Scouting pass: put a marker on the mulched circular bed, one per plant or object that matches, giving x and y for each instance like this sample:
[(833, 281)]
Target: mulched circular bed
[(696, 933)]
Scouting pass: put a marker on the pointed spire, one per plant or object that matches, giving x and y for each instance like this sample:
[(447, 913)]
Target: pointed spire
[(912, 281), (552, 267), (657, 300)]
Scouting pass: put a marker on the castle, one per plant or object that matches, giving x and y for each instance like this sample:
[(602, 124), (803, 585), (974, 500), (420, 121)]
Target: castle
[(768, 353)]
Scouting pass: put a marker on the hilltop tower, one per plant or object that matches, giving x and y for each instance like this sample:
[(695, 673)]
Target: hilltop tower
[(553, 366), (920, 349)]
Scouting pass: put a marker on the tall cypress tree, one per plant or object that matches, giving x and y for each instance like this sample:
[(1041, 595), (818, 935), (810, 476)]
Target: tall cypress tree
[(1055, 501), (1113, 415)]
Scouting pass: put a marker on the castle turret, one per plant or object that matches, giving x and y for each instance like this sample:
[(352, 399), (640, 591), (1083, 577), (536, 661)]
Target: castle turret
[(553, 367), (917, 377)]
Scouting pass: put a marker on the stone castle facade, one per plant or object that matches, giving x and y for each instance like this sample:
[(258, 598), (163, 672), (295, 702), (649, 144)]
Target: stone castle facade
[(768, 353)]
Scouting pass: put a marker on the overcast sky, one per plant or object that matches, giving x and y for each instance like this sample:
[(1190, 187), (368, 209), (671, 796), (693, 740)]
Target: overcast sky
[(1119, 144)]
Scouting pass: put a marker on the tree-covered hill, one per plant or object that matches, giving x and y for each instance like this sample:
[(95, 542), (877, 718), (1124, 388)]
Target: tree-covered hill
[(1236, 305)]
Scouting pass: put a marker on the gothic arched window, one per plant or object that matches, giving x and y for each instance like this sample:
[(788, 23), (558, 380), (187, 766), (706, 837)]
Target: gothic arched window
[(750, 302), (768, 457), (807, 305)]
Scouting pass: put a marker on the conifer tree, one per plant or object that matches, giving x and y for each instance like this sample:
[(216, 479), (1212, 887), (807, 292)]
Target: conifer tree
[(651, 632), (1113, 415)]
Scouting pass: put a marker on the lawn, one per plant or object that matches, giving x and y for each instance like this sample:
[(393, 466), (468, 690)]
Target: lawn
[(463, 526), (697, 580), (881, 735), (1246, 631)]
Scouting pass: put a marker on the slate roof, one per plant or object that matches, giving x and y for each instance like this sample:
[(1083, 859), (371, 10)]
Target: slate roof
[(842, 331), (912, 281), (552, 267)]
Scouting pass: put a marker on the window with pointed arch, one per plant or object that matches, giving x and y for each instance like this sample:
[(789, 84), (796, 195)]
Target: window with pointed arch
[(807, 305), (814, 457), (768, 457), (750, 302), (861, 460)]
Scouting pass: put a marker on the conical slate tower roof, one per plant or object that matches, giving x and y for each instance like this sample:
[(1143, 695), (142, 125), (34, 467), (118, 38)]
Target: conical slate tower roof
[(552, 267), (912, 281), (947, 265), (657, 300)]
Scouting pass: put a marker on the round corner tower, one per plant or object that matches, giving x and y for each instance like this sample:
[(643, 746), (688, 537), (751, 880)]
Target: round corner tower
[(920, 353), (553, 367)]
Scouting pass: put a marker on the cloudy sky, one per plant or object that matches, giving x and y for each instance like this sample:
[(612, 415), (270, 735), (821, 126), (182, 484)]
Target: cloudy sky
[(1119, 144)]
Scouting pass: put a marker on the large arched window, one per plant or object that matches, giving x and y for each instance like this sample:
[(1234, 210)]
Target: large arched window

================

> **EXERCISE OBJECTIVE**: Format the records above as a Markdown table with two columns, Row and Text, giving each line its own numbered row and leaving out any blank lines.

> **COMPLETED EXERCISE**:
| Row | Text |
|---|---|
| 1 | Scouting pass: put a marker on the mulched circular bed, one per plant or object that matches, giving x and y for each instance like this sample: |
| 2 | [(833, 281)] |
| 3 | Target: mulched circular bed |
| 4 | [(696, 933)] |
| 5 | Scouting pass: put a marker on the pointed spire, one per plant or object that matches, giving x and y for each instance like this sample: |
| 6 | [(447, 913)] |
| 7 | Target: pointed spire |
| 8 | [(912, 281), (552, 267), (657, 300)] |
| 9 | Scouting pass: put a marker on the castle, one per plant or object that matches, giving x and y for each instance like this sample: |
| 10 | [(602, 124), (803, 585), (974, 500), (420, 121)] |
| 11 | Target: castle |
| 12 | [(768, 353)] |
| 13 | Scouting pass: put a marker on the hilltop tower, one per plant or object that matches, giving x and y for each instance like this sample: |
| 14 | [(695, 673)] |
| 15 | Target: hilltop tower |
| 16 | [(553, 366), (920, 349)] |
| 17 | Scouting pass: put a marker on the tall cypress tree, one per plant or object that matches, giving x and y for each instance like this sample: |
| 18 | [(1041, 595), (818, 935), (810, 476)] |
| 19 | Target: tall cypress tree |
| 20 | [(1055, 501), (1113, 415)] |
| 21 | Scouting pass: put a marker on the castle turret, one per plant or object that matches, giving x and y for each instance like this sample: |
| 22 | [(352, 399), (640, 591), (1083, 577), (536, 661)] |
| 23 | Target: castle turret |
| 24 | [(553, 367), (917, 377)] |
| 25 | Scouting pass: put a marker on the stone castle facade, one per plant or object that matches, giving x and y for each instance like this sample: |
| 26 | [(258, 598), (163, 672), (295, 702), (649, 144)] |
| 27 | Target: stone castle facade |
| 28 | [(768, 353)] |
| 29 | Scouting pass: put a marker on the overcast sky, one per plant or object that matches, giving x and y for each instance like this sample: |
| 30 | [(1190, 187), (368, 209), (671, 796), (693, 740)] |
| 31 | Target: overcast sky |
| 32 | [(1119, 144)] |
| 33 | Scouting pass: put a marker on the tree-covered hill, one per plant or object that matches, giving x and y for each instance like this sample: |
| 34 | [(95, 542), (877, 718), (1124, 388)] |
| 35 | Target: tree-covered hill |
| 36 | [(1236, 305)] |
| 37 | Scouting pass: put a marker on the gothic arched window, one per plant or object that matches, giving x and y for each instance like this sample: |
| 38 | [(788, 23), (558, 380), (187, 766), (706, 837)] |
| 39 | Target: gothic arched window |
| 40 | [(750, 302), (768, 457), (807, 305)] |
| 41 | Scouting pass: put a marker on the conifer tree, one per plant or object that matches, giving x and y for each instance like this sample: |
| 42 | [(216, 479), (1212, 887), (807, 292)] |
| 43 | Target: conifer tree |
| 44 | [(651, 632), (1113, 415)] |
| 45 | Scouting pass: put a marker on the lawn, one per plant or object that matches, giving x and y for each instance like this sample: |
| 46 | [(393, 466), (468, 690)] |
| 47 | Target: lawn |
| 48 | [(463, 526), (697, 580), (881, 735), (1246, 631)] |
| 49 | Scouting pass: put a marker on the slate roof, one per plant or object that matches, giving x and y for each instance like this sample: |
| 50 | [(1083, 859), (371, 10)] |
| 51 | Target: slate roof |
| 52 | [(842, 331), (912, 281), (552, 267)] |
| 53 | Scouting pass: put a marker on the window with pointed arch, one per plant or object that matches, giving x and y for each instance like this sample: |
| 54 | [(789, 84), (796, 195)] |
| 55 | Target: window with pointed arch |
| 56 | [(807, 305), (814, 457), (768, 457), (750, 302), (861, 460)] |
| 57 | Scouting pass: put a marker on the conical slate tower roof, one per plant or object that matches, giving x and y for each instance like this sample: |
| 58 | [(1143, 695), (142, 125), (34, 467), (118, 38)] |
| 59 | Target: conical slate tower roof |
| 60 | [(552, 267), (912, 281), (947, 265), (657, 300)] |
| 61 | Scouting pass: put a marker on the round corner tower, one per plant or object that matches, giving x and y for each instance like this sample: |
| 62 | [(643, 746), (688, 537), (751, 880)] |
| 63 | Target: round corner tower |
| 64 | [(920, 353), (553, 367)] |
| 65 | Scouting pass: put a marker on the cloudy sky, one per plant or object that matches, giving x and y for each instance like this sample: |
| 66 | [(612, 415), (270, 735), (821, 126), (182, 484)] |
| 67 | Target: cloudy sky |
| 68 | [(1119, 144)] |
| 69 | Scouting pass: put a marker on the large arched window, one per plant or object that matches, giving x and y for each instance like this sample: |
| 70 | [(1234, 210)] |
| 71 | Target: large arched window |